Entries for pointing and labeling
◆ ◆ ◆ ◆ ◆
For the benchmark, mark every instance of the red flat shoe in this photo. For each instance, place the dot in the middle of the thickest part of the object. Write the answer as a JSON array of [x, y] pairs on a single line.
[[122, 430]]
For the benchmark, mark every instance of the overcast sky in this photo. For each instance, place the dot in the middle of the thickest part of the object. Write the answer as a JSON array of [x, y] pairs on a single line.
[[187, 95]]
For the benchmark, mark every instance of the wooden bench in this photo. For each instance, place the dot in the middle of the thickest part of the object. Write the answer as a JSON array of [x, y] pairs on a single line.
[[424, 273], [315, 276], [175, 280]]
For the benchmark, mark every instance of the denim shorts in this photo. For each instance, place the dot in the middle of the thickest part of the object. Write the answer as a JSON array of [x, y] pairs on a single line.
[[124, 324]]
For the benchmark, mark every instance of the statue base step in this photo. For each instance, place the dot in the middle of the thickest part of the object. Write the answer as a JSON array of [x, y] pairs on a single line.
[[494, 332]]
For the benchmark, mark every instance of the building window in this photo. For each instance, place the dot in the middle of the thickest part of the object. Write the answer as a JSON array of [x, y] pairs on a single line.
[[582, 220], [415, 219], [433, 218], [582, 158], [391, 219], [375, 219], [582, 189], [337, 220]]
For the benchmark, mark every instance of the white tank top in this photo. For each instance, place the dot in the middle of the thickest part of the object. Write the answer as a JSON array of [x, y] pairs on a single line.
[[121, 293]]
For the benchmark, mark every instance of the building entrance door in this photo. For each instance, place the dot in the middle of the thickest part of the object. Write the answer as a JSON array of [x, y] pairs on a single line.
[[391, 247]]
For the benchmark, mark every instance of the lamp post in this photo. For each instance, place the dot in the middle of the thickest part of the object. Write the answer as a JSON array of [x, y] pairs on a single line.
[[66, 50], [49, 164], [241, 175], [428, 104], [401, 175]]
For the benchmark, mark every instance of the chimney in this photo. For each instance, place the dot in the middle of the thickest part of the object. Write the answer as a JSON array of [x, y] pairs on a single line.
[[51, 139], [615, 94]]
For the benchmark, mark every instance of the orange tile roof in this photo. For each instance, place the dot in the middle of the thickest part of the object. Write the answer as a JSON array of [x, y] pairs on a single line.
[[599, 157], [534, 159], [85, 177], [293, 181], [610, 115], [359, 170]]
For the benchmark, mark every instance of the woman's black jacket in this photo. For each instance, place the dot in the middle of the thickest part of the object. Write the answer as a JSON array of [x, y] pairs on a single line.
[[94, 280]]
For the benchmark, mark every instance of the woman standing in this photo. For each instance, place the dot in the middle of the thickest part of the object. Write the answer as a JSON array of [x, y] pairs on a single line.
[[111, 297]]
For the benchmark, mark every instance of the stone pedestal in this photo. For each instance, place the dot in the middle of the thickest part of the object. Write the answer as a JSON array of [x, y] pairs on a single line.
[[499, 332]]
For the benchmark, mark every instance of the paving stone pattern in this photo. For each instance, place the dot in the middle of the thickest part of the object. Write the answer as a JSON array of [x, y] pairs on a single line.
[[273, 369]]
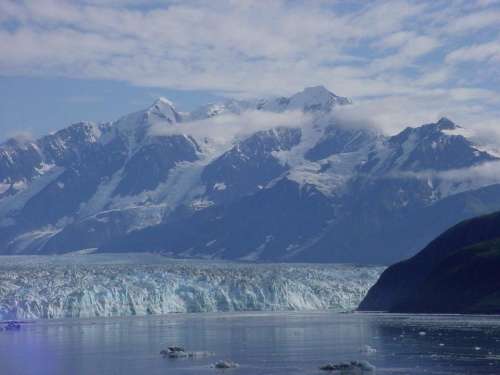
◆ ◆ ◆ ◆ ◆
Exercise instructions
Reproduce every one of the records above word for word, leaving out the pictures.

Solution
For the benchmark, mark every instance of the red flat shoe in this photo. For each instance, place the dot in the middle of the thickest part of the object. Write the answer as a JSON array of [x, y] pairs on a single line.
[[122, 430]]
For the benchmark, mark every instance of the overcast sky in this photo. For each instance, place the dot in the middle of the thickest part of the object. Write the answer as a JSON array of [x, y] pairs on a single line.
[[187, 95]]
For the benchmark, mark every instance of the wooden bench in this photo. For each instance, place the dot in the middle of the thickest part of the object. Write the answer as a JSON array of [x, y] pairs on a single line.
[[424, 273], [315, 276], [175, 280]]
For the benchmark, mark every instance of the denim shorts in this photo. For each instance, place the dot in the middle of the thickest part of the object. Write the answer as a JSON array of [x, y] pairs on a single line.
[[124, 324]]
For the benchmark, mark every instance of the statue base step in this photo. For each instance, place the dot in the middle of the thickest part of the object. Write the answer as a JSON array of [x, y] pairs on a single line.
[[494, 332]]
For the benchmark, mark every instance of the building window in this photo. For each instance, place the dot in the middle of the thickest part of the object. Write the answer as a JSON array of [x, y] pairs on a single line.
[[582, 220], [415, 219], [433, 218], [582, 158], [391, 219], [375, 219], [582, 189], [337, 220]]
For the benchmark, mark every instance of the white tank top in this photo. For each instance, place the dot in the middle of the thickest part of the object. Write the answer as a JSON array of [x, y] pairs on a single line.
[[121, 293]]
For the benchmark, mark every instance of the building entrance door in this photo. For each instance, place the dot in the middle of the thickest part of the object. Write the answer as a JSON array of [x, y] pairs on a single line.
[[391, 247]]
For the benchmark, mark every instance of the lamp post in this photo. For each instance, place the dot in the middle of the thickest part of the object. Write the answer as a JSON array of [x, y] pairs on a single line.
[[66, 50], [49, 164], [241, 175], [428, 104], [401, 175]]
For the benchmark, mark every instance of the chimney in this photo. For each instance, place the dot in the middle of the thickest part of the object. Write the answer as a JSON array of [x, y] pairs on a single line.
[[51, 139], [615, 94]]
For the benchmark, mark every instance of the orange tile roof in this photo. For each instance, place the dot in the middle of the thickest part of the object. Write the answer as a JSON array of [x, y] pairs on a single line.
[[599, 157], [534, 159], [85, 177], [293, 181], [610, 115], [359, 170]]
For the benchmark, mark every instance of the woman's black jacket in this photo. For each instance, place the dot in the middle of the thickest part of the object. Write the answer as a JSON array of [x, y] pairs on a single line.
[[94, 280]]
For the benchmark, mark every instance of the woman standing in this photo. For each instance, place the dot in the middle of the thickest part of the object. Write the answer as a JSON array of [x, y] pairs on a single line.
[[111, 297]]
For the benchmark, mark every instance of the stone pedestal in this photo. For each instance, place the dot in the middle of the thickest part of the object. Write the answer as a JSON array of [x, y] pairs on a single line.
[[499, 332]]
For the benchmark, mark every instance of the paving stone pattern in this photo. For each instance, place the dot in the middle of the thickest part of the object. Write the answer as a JSON array of [x, y] pairs on a single line.
[[273, 369]]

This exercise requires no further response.